» **What is needed**
Rewrite the lines starting at the one containing "railing, that would help a great deal." and ending at the one containing "[(0, 370), (43, 360), (45, 354), (45, 328), (0, 335)]", substituting "boundary" for "outline" and leaving everything else unchanged.

» **Task inputs**
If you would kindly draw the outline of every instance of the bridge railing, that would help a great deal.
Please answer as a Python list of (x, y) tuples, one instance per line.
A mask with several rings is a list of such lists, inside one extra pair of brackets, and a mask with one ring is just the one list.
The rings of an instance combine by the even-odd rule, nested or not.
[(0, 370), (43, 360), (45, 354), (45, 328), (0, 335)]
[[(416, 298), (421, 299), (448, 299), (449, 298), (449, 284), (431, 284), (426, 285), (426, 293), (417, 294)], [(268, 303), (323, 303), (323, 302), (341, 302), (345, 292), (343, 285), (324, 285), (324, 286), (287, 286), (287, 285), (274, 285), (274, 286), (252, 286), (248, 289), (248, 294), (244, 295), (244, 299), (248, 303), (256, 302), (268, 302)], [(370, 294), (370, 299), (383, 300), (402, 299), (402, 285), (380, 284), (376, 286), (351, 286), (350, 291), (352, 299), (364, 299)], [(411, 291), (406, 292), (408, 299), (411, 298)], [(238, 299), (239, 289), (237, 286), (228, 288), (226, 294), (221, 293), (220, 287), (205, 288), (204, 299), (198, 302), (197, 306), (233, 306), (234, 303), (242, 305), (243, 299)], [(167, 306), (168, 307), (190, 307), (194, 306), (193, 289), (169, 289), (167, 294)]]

--

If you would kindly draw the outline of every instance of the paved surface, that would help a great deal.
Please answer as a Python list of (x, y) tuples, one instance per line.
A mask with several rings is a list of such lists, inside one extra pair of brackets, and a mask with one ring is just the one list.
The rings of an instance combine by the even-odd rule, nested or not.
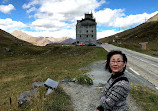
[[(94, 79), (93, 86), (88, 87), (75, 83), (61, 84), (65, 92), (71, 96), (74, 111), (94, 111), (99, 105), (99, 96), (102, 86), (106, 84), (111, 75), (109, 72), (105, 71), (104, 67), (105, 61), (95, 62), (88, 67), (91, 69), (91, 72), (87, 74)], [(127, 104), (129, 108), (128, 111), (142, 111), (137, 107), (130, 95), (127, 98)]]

---

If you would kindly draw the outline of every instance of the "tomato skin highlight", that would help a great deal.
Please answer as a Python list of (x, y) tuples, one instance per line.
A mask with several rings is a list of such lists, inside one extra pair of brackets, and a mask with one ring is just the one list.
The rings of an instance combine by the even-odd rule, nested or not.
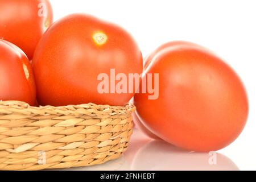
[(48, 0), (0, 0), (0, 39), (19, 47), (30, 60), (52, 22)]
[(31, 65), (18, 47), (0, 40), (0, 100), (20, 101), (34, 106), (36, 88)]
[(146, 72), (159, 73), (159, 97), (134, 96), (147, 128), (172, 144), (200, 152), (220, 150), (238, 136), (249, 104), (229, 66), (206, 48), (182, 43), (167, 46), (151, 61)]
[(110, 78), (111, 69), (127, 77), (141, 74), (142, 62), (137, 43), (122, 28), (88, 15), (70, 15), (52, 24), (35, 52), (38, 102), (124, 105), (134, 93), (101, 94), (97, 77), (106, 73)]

» **The response**
If you would kindly draw the boundary of every instance of the bridge railing, that would help a great deal.
Please answer as a Python list of (x, y) tuples, one instance per line.
A mask with several rings is a list of such lists, inside one extra pair of brackets, and a mask with one ring is just the one list.
The rings of an instance combine by the even-odd rule, nested or not.
[(0, 370), (43, 360), (45, 354), (45, 328), (0, 335)]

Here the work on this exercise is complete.